Content starts

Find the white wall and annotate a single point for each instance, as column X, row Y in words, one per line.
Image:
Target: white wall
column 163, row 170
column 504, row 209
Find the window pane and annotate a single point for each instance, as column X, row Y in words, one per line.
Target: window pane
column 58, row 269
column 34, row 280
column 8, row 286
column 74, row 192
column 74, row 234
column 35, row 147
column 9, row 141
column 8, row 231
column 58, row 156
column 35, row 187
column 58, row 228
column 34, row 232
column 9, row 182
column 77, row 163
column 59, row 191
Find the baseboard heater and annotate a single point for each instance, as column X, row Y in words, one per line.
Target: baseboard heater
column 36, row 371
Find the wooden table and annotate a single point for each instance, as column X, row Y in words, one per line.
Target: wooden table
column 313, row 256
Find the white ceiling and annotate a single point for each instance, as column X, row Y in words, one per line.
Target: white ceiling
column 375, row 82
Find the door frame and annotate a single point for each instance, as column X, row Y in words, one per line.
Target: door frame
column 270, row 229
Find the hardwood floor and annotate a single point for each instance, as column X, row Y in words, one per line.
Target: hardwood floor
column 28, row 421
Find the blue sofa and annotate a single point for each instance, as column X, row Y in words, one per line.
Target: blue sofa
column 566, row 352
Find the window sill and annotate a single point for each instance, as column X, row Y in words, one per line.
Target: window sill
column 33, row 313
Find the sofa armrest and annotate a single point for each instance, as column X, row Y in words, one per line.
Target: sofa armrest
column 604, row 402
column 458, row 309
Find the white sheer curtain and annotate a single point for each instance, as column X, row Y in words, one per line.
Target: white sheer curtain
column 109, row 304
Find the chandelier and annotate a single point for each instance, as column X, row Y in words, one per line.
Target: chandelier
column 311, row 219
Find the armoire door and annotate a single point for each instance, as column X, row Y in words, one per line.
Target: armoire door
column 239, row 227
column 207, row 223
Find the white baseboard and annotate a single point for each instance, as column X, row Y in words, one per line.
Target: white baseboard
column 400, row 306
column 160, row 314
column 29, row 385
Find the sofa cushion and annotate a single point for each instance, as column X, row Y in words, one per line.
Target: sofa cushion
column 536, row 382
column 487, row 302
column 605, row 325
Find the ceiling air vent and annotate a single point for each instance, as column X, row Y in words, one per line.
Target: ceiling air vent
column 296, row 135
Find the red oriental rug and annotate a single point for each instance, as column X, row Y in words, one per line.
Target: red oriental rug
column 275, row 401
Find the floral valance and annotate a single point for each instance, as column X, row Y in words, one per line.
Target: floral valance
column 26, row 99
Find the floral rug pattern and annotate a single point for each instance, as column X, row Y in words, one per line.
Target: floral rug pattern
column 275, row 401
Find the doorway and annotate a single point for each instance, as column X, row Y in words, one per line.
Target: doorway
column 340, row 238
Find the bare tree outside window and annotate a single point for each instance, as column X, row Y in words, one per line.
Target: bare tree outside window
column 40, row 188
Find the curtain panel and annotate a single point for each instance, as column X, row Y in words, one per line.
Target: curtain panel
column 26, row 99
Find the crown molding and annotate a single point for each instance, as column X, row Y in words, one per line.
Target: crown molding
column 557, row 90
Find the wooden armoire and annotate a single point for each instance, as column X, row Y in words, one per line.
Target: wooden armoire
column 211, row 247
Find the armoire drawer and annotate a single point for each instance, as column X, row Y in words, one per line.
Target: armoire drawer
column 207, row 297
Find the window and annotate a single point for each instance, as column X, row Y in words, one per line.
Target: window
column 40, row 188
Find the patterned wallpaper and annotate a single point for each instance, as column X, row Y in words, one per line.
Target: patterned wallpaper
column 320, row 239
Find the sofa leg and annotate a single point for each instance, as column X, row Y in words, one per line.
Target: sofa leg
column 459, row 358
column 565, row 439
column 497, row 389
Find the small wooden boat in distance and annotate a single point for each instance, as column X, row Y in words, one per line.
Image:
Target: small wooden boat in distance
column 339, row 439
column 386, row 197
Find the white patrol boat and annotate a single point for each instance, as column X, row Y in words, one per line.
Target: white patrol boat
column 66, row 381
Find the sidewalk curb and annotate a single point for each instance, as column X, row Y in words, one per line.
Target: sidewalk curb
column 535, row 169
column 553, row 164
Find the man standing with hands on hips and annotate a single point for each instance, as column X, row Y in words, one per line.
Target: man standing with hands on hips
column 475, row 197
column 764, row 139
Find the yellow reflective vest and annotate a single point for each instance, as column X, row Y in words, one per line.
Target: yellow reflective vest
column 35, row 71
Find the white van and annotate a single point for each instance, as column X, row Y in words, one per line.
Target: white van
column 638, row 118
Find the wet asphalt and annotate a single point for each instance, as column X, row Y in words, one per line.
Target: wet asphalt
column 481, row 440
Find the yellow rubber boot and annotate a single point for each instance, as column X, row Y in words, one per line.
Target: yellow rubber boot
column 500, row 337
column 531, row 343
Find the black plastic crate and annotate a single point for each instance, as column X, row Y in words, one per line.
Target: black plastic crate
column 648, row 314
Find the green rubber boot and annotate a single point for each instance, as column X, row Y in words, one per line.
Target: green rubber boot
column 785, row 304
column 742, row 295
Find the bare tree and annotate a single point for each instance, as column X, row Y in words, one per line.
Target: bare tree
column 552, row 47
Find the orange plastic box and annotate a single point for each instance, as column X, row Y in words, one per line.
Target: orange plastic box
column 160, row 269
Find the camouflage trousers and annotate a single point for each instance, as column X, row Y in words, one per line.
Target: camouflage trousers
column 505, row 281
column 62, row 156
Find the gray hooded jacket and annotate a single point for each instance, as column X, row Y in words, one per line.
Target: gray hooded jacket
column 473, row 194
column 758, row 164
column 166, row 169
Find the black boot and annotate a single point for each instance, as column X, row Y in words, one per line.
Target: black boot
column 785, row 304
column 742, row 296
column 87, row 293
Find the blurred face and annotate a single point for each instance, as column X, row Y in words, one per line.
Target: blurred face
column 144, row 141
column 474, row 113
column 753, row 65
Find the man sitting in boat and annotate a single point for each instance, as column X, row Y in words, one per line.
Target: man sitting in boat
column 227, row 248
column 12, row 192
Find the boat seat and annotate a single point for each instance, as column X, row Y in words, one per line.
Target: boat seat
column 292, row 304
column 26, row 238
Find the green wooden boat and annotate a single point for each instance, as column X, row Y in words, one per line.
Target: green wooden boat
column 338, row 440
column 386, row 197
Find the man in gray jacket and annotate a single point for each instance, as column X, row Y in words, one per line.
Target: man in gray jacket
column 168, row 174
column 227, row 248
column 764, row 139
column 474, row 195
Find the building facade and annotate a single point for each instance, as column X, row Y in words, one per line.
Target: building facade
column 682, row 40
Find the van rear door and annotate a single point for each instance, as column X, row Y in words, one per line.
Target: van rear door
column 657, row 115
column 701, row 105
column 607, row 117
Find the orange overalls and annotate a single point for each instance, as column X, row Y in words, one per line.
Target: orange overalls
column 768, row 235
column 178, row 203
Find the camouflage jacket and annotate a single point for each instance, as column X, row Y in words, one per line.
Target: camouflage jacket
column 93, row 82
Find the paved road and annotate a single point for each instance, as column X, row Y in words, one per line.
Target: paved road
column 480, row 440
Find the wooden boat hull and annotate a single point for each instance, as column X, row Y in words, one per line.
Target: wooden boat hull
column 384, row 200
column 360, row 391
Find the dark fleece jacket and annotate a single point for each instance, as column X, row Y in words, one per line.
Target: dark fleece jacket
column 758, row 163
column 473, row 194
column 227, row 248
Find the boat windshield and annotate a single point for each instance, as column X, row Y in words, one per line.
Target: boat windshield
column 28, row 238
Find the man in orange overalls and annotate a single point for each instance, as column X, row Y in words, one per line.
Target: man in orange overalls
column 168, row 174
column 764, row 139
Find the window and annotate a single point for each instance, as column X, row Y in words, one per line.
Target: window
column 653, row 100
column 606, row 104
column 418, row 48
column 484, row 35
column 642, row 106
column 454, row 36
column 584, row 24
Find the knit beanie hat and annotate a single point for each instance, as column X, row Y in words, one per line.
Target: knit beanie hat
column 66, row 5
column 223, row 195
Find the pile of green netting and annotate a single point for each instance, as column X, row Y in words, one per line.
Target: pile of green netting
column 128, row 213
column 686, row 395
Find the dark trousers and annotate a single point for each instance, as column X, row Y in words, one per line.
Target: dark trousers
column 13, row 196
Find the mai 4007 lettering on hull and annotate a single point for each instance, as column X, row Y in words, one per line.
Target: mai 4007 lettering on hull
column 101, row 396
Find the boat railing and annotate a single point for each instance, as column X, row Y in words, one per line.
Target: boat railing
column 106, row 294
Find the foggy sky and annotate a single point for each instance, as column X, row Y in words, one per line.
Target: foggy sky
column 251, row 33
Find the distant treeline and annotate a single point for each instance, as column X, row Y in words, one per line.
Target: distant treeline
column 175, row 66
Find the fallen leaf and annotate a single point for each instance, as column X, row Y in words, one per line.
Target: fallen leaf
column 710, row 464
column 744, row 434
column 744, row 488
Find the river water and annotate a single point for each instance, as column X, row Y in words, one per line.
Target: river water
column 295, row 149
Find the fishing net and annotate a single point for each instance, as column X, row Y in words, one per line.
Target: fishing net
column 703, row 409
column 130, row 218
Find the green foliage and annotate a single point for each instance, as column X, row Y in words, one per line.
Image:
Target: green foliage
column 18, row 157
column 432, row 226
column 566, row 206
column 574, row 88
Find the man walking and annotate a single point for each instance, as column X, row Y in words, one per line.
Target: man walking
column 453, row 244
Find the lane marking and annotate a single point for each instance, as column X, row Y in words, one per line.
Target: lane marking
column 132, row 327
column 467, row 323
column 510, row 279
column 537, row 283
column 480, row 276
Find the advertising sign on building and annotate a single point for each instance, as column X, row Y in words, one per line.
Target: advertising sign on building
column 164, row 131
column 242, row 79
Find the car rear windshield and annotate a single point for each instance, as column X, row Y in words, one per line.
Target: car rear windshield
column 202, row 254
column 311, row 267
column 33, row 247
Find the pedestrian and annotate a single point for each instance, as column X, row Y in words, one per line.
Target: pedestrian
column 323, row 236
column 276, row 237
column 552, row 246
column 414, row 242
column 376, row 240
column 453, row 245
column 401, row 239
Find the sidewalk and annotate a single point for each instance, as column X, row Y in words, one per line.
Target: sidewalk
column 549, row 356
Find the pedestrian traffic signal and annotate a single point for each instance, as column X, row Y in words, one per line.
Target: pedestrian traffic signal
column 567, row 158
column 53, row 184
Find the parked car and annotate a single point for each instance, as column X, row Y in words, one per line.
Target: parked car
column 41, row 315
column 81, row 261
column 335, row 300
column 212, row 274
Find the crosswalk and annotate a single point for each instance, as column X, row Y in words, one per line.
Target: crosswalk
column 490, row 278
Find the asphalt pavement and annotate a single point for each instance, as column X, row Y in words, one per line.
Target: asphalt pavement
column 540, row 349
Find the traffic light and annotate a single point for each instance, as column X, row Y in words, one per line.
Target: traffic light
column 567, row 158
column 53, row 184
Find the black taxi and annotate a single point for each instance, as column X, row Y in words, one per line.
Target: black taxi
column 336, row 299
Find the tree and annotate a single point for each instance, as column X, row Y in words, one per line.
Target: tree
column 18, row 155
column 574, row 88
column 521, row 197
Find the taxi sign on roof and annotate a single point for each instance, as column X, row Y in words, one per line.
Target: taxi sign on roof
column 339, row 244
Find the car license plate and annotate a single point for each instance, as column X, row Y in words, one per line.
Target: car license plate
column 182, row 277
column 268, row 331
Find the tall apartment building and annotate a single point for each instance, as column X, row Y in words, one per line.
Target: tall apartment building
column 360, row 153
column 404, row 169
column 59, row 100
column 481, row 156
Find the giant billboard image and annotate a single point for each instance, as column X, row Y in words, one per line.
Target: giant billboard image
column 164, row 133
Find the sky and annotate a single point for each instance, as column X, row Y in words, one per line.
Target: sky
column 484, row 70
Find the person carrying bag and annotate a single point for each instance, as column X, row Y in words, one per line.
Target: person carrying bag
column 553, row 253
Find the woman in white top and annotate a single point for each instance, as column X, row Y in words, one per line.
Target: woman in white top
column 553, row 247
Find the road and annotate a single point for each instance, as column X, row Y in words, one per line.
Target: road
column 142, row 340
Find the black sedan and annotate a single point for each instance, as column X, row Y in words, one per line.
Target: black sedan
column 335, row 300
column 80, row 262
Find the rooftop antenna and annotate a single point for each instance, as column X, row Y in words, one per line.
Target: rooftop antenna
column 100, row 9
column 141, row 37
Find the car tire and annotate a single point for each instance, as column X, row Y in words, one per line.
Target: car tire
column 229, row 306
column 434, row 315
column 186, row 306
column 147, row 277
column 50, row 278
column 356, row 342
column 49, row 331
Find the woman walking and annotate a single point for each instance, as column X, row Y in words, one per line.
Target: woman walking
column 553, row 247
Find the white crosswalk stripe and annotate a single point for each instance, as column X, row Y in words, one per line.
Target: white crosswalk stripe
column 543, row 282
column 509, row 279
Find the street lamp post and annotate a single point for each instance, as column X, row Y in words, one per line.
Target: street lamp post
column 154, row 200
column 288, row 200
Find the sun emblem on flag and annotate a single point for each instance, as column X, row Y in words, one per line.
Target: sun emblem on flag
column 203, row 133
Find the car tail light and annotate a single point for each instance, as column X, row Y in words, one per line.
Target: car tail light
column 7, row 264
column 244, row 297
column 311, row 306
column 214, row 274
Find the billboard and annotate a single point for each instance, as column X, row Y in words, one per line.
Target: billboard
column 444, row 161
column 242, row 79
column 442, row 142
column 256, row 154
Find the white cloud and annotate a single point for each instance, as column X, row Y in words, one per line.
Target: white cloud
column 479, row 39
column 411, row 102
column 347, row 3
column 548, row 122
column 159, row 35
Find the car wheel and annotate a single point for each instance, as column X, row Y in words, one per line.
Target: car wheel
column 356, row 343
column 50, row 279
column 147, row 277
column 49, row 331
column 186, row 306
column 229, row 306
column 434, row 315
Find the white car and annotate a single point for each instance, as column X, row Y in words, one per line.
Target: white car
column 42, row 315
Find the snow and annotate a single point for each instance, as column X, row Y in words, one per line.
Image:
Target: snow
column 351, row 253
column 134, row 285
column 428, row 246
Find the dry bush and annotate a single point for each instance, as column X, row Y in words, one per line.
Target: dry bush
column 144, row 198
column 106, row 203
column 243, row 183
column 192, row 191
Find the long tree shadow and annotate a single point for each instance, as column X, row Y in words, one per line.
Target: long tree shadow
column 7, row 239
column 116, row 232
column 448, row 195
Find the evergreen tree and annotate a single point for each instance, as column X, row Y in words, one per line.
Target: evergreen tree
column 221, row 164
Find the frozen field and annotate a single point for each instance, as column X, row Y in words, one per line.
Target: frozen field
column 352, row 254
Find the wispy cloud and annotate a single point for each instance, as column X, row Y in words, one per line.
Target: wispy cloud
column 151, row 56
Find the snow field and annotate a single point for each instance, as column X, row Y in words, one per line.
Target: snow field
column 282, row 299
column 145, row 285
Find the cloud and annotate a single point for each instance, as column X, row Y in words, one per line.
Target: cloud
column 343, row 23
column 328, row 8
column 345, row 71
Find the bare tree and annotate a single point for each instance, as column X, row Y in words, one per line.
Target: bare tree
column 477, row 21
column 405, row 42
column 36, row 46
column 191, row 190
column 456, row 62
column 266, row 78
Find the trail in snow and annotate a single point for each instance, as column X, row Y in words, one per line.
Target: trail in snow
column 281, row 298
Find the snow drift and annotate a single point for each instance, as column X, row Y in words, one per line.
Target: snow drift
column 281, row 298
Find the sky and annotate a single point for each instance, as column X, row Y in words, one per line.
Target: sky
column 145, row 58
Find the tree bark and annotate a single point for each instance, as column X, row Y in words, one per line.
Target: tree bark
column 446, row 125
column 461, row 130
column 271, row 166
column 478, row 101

Content ends

Assigned task: The lines above starting at the one that contains "Find the sidewalk and" and ending at the one that contains "Find the asphalt" must be transcribed exactly, and no other lines may appear.

The completed task:
Find the sidewalk and annotate a single point for each instance, as column X, row Y in words, one per line.
Target: sidewalk
column 549, row 356
Find the pedestrian traffic signal and annotate a single point for each instance, as column X, row Y in words, one per line.
Target: pedestrian traffic signal
column 567, row 158
column 53, row 184
Find the parked car and annotate a single point for each instance, as column X, row Y in words, one per line.
Target: parked car
column 41, row 315
column 81, row 261
column 335, row 300
column 212, row 274
Find the crosswalk and annotate a single point for each instance, as column X, row Y in words, one per line.
Target: crosswalk
column 490, row 278
Find the asphalt pavement and annotate a single point for each instance, as column X, row Y in words, one per line.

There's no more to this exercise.